Work order 1 :: From the news report on the Jos clashes, reproduce word for word the part that opens with the words containing "The unrest erupted" and closes with "stacked in mosques.".
Work order 2 :: Write the next part of the news report on the Jos clashes, picking up after its final sentence.

Passage provided ::
Four days of clashes between Nigerian Christian, Muslim groups have killed 464 people in and around the capital of Plateau state, according to figures compiled by a mosque official and a rights group.
The death toll spiked from around 150 after mosque officials were able to retrieve bodies from communities just outside Jos.
The unrest erupted on Sunday over plans to build a mosque in a mainly Christian district of the city, residents said.
A nearby mosque still smoldered, its minarets blackened by fires.
Witnesses said rioters armed with knives, homemade firearms and stones had attacked passers-by and fought with security forces, leaving bodies in the street and stacked in mosques.
Clashes between Christian and Muslim groups subsided on Wednesday in the Nigerian city of Jos and nearby communities.
Hundreds of soldiers and police were stationed throughout Plateau state's capital city in central Nigeria to enforce a 24-hour curfew, which has left many streets deserted and businesses closed.
Vice President Goodluck Jonathan, in his first use of executive power, ordered troops to Jos on Tuesday to restore calm and prevent a repetition of clashes in November 2008, when hundreds of residents were killed in the country's worst sectarian fighting in years.
"More troops have come in and the situation is now under control. But there are still many hoodlums dressed in fake police and military outfits causing havoc," said Gregory Yenlong, spokesman for the Plateau state government.
Armoured vehicles and soldiers patrolled the city, while residents ventured outside with their arms held up to signal they were unarmed.

Referring expression pointing data ::
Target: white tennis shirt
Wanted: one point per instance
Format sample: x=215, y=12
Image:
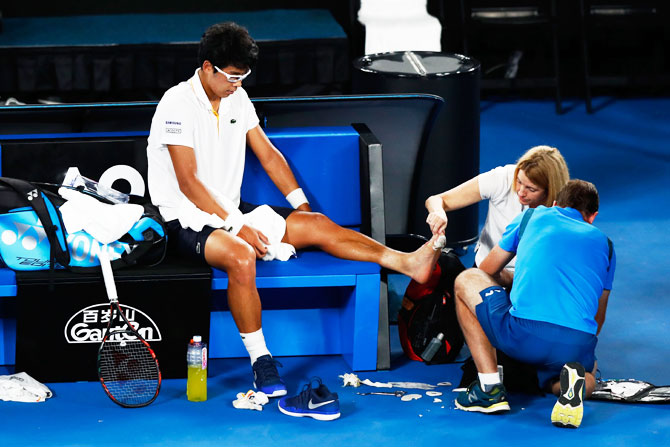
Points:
x=184, y=117
x=496, y=186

Written answer 1 ::
The unrest erupted on Sunday over plans to build a mosque in a mainly Christian district of the city, residents said.
A nearby mosque still smoldered, its minarets blackened by fires.
Witnesses said rioters armed with knives, homemade firearms and stones had attacked passers-by and fought with security forces, leaving bodies in the street and stacked in mosques.

Written answer 2 ::
Human Rights Watch (HRW) urged Nigerian security forces to use restraint. The group called on Nigeria's government to prosecute those responsible for the killings.
"Nigeria should ensure that its security forces use restraint and comply with international standards on the use of force in responding to the latest deadly outbreak of inter-communal violence," said HRW.
"This is not the first outbreak of deadly violence in Jos, but the government has shockingly failed to hold anyone accountable," said Corinne Dufka, senior West Africa researcher at Human Rights Watch.
"Rising death toll"
"We found more than 200 bodies gathered at the mosque in Kuru Gada Biu and 22 more at Mai Adiko," said Muhammad Tanko Shittu, a senior mosque official organising mass burials, who had earlier estimated the death toll among Muslims at 177.
Earlier, HRW said 151 bodies had been taken to the city's mosque for burial since the violence started on Sunday, while the number of Christian dead was put at 65.
"The fighting has stopped in Jos, but we can hear gunshots in other communities in the outskirts of the city. We are expecting more corpses to be brought in from surrounding communities later today," Shittu had said.
Police put the official figures at 35 people dead, 40 injured and 168 arrested since Sunday.
The break in violence allowed mosque officials to retrieve dead bodies in the outskirts of the city, with 22 found in one nearby community, Shittu had said.
The city's main hospital, Jos University Teaching Hospital, was forced to turn away some patients late Tuesday because doctors were too overwhelmed. "Ninety percent of the casualties were from gunshot injuries with a few from knives and bows and arrows," said Dr. Dabit Joseph, who works at Jos University Teaching Hospital.
HRW said more than 13,500 people have died in religious or ethnic clashes since the end of military rule in 1999 in the west African country.
Jos, situated between the Muslim-dominated north and the Christian south, has been the centre of several major religious clashes in Africa's most populous nation, whose 150 million people are divided almost equally between followers of the two faiths.
More than 200 ethnic groups generally live peacefully side-by-side in the West African country, although 1 million people were killed in a civil war between 1967 and 1970 and there have been outbreaks of religious unrest since then.